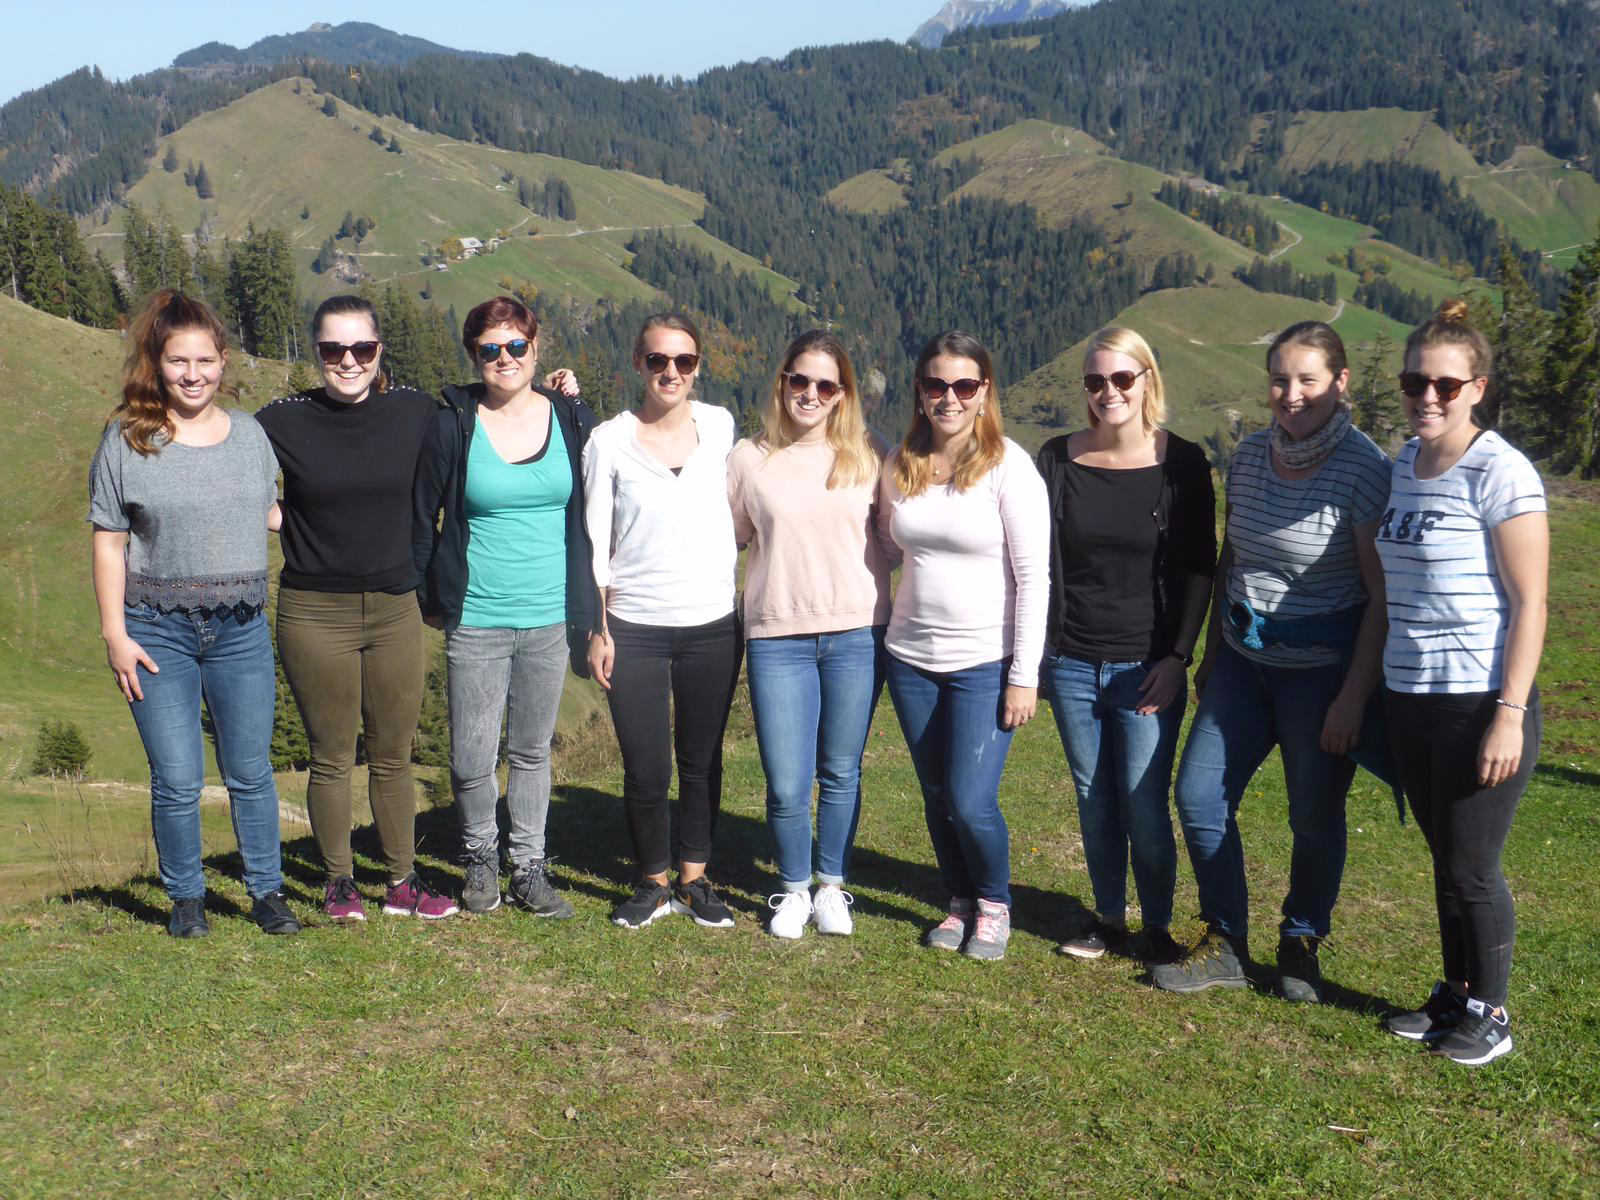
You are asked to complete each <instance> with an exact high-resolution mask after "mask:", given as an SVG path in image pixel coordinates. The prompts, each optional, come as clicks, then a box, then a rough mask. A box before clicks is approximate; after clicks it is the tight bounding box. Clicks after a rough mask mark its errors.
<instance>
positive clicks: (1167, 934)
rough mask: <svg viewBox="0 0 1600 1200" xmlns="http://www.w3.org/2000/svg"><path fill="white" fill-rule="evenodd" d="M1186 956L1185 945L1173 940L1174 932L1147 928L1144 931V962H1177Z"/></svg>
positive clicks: (1166, 962) (1153, 965)
mask: <svg viewBox="0 0 1600 1200" xmlns="http://www.w3.org/2000/svg"><path fill="white" fill-rule="evenodd" d="M1182 957H1184V947H1182V946H1179V944H1178V942H1174V941H1173V934H1171V933H1168V931H1166V930H1146V931H1144V962H1146V963H1149V965H1152V966H1154V965H1155V963H1176V962H1178V960H1179V958H1182Z"/></svg>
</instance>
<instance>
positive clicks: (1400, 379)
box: [1400, 371, 1472, 405]
mask: <svg viewBox="0 0 1600 1200" xmlns="http://www.w3.org/2000/svg"><path fill="white" fill-rule="evenodd" d="M1470 382H1472V381H1470V379H1451V378H1450V376H1448V374H1446V376H1440V378H1438V379H1430V378H1429V376H1426V374H1422V373H1419V371H1403V373H1402V374H1400V390H1402V392H1405V394H1406V395H1408V397H1411V398H1413V400H1421V398H1422V397H1424V395H1427V386H1429V384H1432V386H1434V394H1435V395H1437V397H1438V398H1440V402H1442V403H1446V405H1448V403H1450V402H1451V400H1454V398H1456V397H1458V395H1461V389H1462V387H1466V386H1467V384H1470Z"/></svg>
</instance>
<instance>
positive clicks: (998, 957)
mask: <svg viewBox="0 0 1600 1200" xmlns="http://www.w3.org/2000/svg"><path fill="white" fill-rule="evenodd" d="M1008 941H1011V909H1010V907H1008V906H1005V904H997V902H995V901H986V899H979V901H978V920H976V922H973V936H971V938H968V939H966V946H963V947H962V954H965V955H966V957H968V958H978V960H979V962H989V963H994V962H1000V960H1002V958H1005V944H1006V942H1008Z"/></svg>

-*-

= Exercise details =
Your copy should match the data above exactly, apart from the pictures.

= Answer below =
You are asked to complete each <instance> with an exact high-resolution mask after "mask:", given as an SVG path in image pixel coordinates. The prompts, each optional, come as clicks, then a box, then a rough mask. A box before clicks is approximate; after clicks it is the tight bounding box. Clicks after a rough mask mark its errors.
<instance>
positive clicks: (1167, 934)
rough mask: <svg viewBox="0 0 1600 1200" xmlns="http://www.w3.org/2000/svg"><path fill="white" fill-rule="evenodd" d="M1186 956L1185 945L1173 940L1174 932L1147 928L1144 931V962H1177Z"/></svg>
positive clicks: (1166, 962) (1153, 965)
mask: <svg viewBox="0 0 1600 1200" xmlns="http://www.w3.org/2000/svg"><path fill="white" fill-rule="evenodd" d="M1182 957H1184V947H1182V946H1179V944H1178V942H1174V941H1173V934H1171V933H1168V931H1166V930H1146V931H1144V962H1146V963H1149V965H1152V966H1154V965H1155V963H1176V962H1178V960H1179V958H1182Z"/></svg>
</instance>
<instance>
positive clicks: (1400, 379)
box: [1400, 371, 1472, 405]
mask: <svg viewBox="0 0 1600 1200" xmlns="http://www.w3.org/2000/svg"><path fill="white" fill-rule="evenodd" d="M1470 382H1472V381H1470V379H1451V378H1450V376H1448V374H1446V376H1440V378H1438V379H1430V378H1429V376H1426V374H1422V373H1419V371H1403V373H1402V374H1400V390H1402V392H1405V394H1406V395H1408V397H1411V398H1413V400H1421V398H1422V397H1424V395H1427V386H1429V384H1432V386H1434V394H1435V395H1437V397H1438V398H1440V402H1442V403H1446V405H1448V403H1450V402H1451V400H1454V398H1456V397H1458V395H1461V389H1462V387H1466V386H1467V384H1470Z"/></svg>
</instance>
<instance>
positive clicks: (998, 957)
mask: <svg viewBox="0 0 1600 1200" xmlns="http://www.w3.org/2000/svg"><path fill="white" fill-rule="evenodd" d="M1008 941H1011V909H1010V907H1008V906H1005V904H997V902H995V901H986V899H979V901H978V920H976V922H973V936H971V938H968V939H966V946H963V947H962V954H965V955H966V957H968V958H978V960H979V962H989V963H994V962H1000V960H1002V958H1005V944H1006V942H1008Z"/></svg>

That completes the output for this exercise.